Take from the entries below the stretch from the line with "Task: mark each instance of the white" through the line with "Task: mark each instance of the blurred", and return it exactly, leaving the pictures out.

Material shown
· · · ·

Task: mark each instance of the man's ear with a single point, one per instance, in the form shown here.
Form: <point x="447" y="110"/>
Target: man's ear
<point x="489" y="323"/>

· · · ·

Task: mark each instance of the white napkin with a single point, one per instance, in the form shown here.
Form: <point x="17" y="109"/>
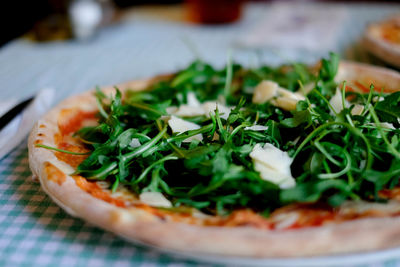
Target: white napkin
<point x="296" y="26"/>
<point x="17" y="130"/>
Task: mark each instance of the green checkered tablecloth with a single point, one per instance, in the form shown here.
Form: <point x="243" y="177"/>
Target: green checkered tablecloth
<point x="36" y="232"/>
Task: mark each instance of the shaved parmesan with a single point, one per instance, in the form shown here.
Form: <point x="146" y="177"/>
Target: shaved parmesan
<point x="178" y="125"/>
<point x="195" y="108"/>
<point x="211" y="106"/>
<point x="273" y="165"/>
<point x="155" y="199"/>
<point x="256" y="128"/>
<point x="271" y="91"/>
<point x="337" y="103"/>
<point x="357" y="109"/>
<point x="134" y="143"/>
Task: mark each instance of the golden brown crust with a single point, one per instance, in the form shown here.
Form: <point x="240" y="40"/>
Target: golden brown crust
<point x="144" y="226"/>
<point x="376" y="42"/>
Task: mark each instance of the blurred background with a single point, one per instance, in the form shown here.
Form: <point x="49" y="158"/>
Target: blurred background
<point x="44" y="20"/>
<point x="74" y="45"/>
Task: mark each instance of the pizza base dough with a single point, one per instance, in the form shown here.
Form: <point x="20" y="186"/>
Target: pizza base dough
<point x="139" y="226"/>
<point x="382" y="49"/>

· · · ·

Written solution
Task: mark each instance of the white napkin with a single point, one per instance, in the form shown here.
Form: <point x="17" y="109"/>
Target: white napkin
<point x="296" y="26"/>
<point x="17" y="130"/>
Task: mark each instance of the green checkered tablecloth with a single point, one per instance, in the form shown here.
Form: <point x="243" y="177"/>
Target: green checkered tablecloth
<point x="36" y="232"/>
Task: mark each instance of the shaved parmesan with a single point, one per instance, in the form shown here.
Form: <point x="146" y="177"/>
Target: shaved parmesan
<point x="178" y="125"/>
<point x="195" y="108"/>
<point x="211" y="106"/>
<point x="273" y="165"/>
<point x="155" y="199"/>
<point x="256" y="128"/>
<point x="271" y="91"/>
<point x="337" y="103"/>
<point x="357" y="109"/>
<point x="134" y="143"/>
Task: mark each instance of the golden brown crust with a single point, one per instance, in the form shown here.
Form: <point x="240" y="40"/>
Target: golden brown crust
<point x="144" y="226"/>
<point x="376" y="42"/>
Task: mark each instance of the blurred background with a single point, one per instance, in the form shown here.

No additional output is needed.